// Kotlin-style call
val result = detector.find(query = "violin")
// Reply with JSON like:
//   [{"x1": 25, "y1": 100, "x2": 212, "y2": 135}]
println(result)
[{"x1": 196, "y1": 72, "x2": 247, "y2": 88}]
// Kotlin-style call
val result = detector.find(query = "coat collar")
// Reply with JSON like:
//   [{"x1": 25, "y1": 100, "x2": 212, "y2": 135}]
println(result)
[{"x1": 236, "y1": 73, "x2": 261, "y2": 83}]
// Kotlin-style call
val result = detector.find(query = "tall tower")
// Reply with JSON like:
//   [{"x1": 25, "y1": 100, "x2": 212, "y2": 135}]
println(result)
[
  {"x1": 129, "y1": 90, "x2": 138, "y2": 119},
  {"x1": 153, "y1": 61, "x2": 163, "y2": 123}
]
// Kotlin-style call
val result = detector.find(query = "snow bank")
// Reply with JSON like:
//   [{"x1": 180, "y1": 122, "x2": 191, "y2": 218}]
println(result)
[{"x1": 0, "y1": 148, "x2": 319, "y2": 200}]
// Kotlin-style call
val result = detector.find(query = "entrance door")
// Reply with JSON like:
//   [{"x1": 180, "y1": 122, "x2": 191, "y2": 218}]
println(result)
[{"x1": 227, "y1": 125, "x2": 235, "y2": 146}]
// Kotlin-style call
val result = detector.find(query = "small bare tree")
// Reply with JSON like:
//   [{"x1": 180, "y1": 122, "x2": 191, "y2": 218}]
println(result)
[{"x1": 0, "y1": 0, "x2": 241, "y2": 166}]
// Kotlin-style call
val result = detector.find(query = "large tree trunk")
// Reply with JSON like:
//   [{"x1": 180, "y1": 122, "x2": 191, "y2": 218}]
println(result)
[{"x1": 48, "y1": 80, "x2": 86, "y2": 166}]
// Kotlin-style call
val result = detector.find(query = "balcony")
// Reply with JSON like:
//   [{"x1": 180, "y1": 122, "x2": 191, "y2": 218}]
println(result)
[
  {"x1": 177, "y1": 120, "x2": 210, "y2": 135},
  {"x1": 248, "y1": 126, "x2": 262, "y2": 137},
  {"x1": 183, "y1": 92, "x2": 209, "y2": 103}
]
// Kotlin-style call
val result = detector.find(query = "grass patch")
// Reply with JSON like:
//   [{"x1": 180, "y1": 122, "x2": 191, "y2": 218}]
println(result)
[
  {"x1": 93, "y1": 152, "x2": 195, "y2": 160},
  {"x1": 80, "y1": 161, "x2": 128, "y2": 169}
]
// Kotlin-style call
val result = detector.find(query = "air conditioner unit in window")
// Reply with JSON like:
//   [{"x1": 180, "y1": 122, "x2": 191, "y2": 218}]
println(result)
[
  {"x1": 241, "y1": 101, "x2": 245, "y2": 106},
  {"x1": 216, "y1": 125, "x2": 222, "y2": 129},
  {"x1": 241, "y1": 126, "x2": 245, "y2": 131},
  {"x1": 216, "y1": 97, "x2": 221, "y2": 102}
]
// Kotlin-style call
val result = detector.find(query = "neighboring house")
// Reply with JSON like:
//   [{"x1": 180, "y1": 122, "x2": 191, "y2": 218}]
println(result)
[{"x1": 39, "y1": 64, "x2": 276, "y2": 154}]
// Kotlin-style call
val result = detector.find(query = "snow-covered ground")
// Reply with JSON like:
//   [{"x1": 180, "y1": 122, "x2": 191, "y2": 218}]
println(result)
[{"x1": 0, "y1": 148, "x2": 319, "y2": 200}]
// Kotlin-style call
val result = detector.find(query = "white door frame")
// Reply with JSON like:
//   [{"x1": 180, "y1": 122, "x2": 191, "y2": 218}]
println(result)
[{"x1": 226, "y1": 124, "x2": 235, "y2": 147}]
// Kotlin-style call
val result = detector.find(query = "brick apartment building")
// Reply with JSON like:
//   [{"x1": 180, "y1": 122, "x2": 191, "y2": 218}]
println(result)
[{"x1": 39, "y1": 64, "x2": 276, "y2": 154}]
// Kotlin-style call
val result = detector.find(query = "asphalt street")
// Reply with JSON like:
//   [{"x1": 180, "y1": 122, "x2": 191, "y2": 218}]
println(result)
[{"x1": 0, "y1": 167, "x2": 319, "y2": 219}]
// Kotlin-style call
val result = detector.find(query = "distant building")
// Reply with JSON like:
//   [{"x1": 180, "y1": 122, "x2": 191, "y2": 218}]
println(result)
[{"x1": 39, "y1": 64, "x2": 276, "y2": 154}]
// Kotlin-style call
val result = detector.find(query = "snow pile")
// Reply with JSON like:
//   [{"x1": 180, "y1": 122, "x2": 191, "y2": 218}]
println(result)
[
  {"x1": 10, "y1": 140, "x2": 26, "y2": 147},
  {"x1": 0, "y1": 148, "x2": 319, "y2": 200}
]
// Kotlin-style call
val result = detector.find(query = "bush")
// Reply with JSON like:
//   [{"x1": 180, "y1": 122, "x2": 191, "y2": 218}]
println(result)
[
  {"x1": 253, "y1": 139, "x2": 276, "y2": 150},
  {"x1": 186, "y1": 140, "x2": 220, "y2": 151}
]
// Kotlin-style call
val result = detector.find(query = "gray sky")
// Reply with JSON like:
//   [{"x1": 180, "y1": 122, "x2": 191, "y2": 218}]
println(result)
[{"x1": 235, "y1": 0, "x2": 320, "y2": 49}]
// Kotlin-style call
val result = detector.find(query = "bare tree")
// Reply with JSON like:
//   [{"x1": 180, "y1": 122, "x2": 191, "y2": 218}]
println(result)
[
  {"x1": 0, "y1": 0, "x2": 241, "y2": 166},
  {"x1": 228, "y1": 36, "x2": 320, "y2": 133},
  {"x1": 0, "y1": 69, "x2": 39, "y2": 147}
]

----

Problem description ->
Reproduce all the records precisely.

Completed task ->
// Kotlin-style call
val result = detector.find(query = "violin")
// Reply with JSON like:
//   [{"x1": 25, "y1": 100, "x2": 212, "y2": 135}]
println(result)
[{"x1": 196, "y1": 72, "x2": 247, "y2": 88}]
// Kotlin-style call
val result = detector.find(query = "coat collar")
// Reply with JSON like:
//   [{"x1": 25, "y1": 100, "x2": 212, "y2": 135}]
println(result)
[{"x1": 236, "y1": 73, "x2": 261, "y2": 83}]
// Kotlin-style call
val result = detector.find(query = "tall tower")
// Reply with JSON like:
//   [{"x1": 25, "y1": 100, "x2": 212, "y2": 135}]
println(result)
[
  {"x1": 129, "y1": 90, "x2": 138, "y2": 119},
  {"x1": 153, "y1": 61, "x2": 163, "y2": 123}
]
// Kotlin-style call
val result = detector.find(query = "snow bank")
// Reply with JSON like:
//   [{"x1": 180, "y1": 122, "x2": 191, "y2": 218}]
println(result)
[{"x1": 0, "y1": 148, "x2": 319, "y2": 200}]
// Kotlin-style call
val result = detector.find(query = "entrance door")
// Reply with JSON like:
//   [{"x1": 180, "y1": 122, "x2": 191, "y2": 218}]
println(result)
[{"x1": 227, "y1": 125, "x2": 235, "y2": 146}]
// Kotlin-style call
val result = detector.find(query = "small bare tree")
// Reply with JSON like:
//   [{"x1": 180, "y1": 122, "x2": 191, "y2": 218}]
println(result)
[{"x1": 0, "y1": 0, "x2": 241, "y2": 166}]
// Kotlin-style call
val result = detector.find(query = "large tree trunk")
// Reply with JSON like:
//   [{"x1": 180, "y1": 122, "x2": 191, "y2": 218}]
println(result)
[{"x1": 48, "y1": 80, "x2": 86, "y2": 166}]
// Kotlin-style call
val result = detector.find(query = "balcony")
// Reply with JSON like:
//   [{"x1": 180, "y1": 122, "x2": 191, "y2": 218}]
println(result)
[
  {"x1": 177, "y1": 120, "x2": 210, "y2": 135},
  {"x1": 248, "y1": 126, "x2": 262, "y2": 137},
  {"x1": 183, "y1": 92, "x2": 209, "y2": 103}
]
// Kotlin-style call
val result = detector.find(query = "grass patch")
// Reply with JSON like:
//   [{"x1": 180, "y1": 122, "x2": 191, "y2": 218}]
println(result)
[
  {"x1": 93, "y1": 152, "x2": 195, "y2": 160},
  {"x1": 80, "y1": 161, "x2": 128, "y2": 169}
]
// Kotlin-style call
val result = detector.find(query = "air conditioner unit in window")
// Reply with JSON like:
//   [{"x1": 180, "y1": 122, "x2": 191, "y2": 218}]
println(result)
[
  {"x1": 241, "y1": 101, "x2": 245, "y2": 106},
  {"x1": 216, "y1": 125, "x2": 222, "y2": 129},
  {"x1": 241, "y1": 126, "x2": 245, "y2": 131},
  {"x1": 216, "y1": 97, "x2": 221, "y2": 102}
]
// Kotlin-style call
val result = detector.find(query = "neighboring house")
// Reply with JSON like:
//   [{"x1": 180, "y1": 122, "x2": 191, "y2": 218}]
println(result)
[{"x1": 39, "y1": 64, "x2": 276, "y2": 154}]
// Kotlin-style call
val result = detector.find(query = "snow-covered ground")
// Reply with JSON like:
//   [{"x1": 180, "y1": 122, "x2": 191, "y2": 218}]
println(result)
[{"x1": 0, "y1": 148, "x2": 319, "y2": 200}]
// Kotlin-style call
val result = detector.find(query = "white door frame")
// Reply with JSON like:
//   [{"x1": 180, "y1": 122, "x2": 191, "y2": 218}]
println(result)
[{"x1": 226, "y1": 124, "x2": 235, "y2": 147}]
// Kotlin-style call
val result = detector.find(query = "brick apartment building")
// Reply with JSON like:
//   [{"x1": 180, "y1": 122, "x2": 191, "y2": 218}]
println(result)
[{"x1": 39, "y1": 64, "x2": 276, "y2": 154}]
// Kotlin-style call
val result = detector.find(query = "asphalt street")
// Reply with JSON like:
//   [{"x1": 180, "y1": 122, "x2": 191, "y2": 218}]
println(result)
[{"x1": 0, "y1": 167, "x2": 319, "y2": 219}]
// Kotlin-style call
val result = detector.find(query = "distant building")
// Reply with JSON like:
//   [{"x1": 180, "y1": 122, "x2": 191, "y2": 218}]
println(result)
[{"x1": 39, "y1": 64, "x2": 276, "y2": 154}]
// Kotlin-style call
val result = detector.find(query = "snow pile")
// Reply with JSON like:
//   [{"x1": 180, "y1": 122, "x2": 191, "y2": 218}]
println(result)
[
  {"x1": 10, "y1": 140, "x2": 26, "y2": 147},
  {"x1": 0, "y1": 148, "x2": 319, "y2": 200}
]
// Kotlin-style call
val result = detector.find(query = "bush")
// Reply with JSON like:
//   [{"x1": 180, "y1": 122, "x2": 191, "y2": 218}]
println(result)
[
  {"x1": 253, "y1": 139, "x2": 276, "y2": 150},
  {"x1": 186, "y1": 140, "x2": 220, "y2": 151}
]
// Kotlin-style call
val result = detector.find(query = "gray sky")
// Reply with JSON like:
//   [{"x1": 180, "y1": 122, "x2": 191, "y2": 218}]
println(result)
[{"x1": 235, "y1": 0, "x2": 320, "y2": 49}]
// Kotlin-style call
val result = detector.find(query = "bare tree")
// Reply with JSON like:
//   [{"x1": 180, "y1": 122, "x2": 191, "y2": 218}]
println(result)
[
  {"x1": 0, "y1": 0, "x2": 241, "y2": 166},
  {"x1": 228, "y1": 36, "x2": 320, "y2": 133},
  {"x1": 0, "y1": 69, "x2": 39, "y2": 147}
]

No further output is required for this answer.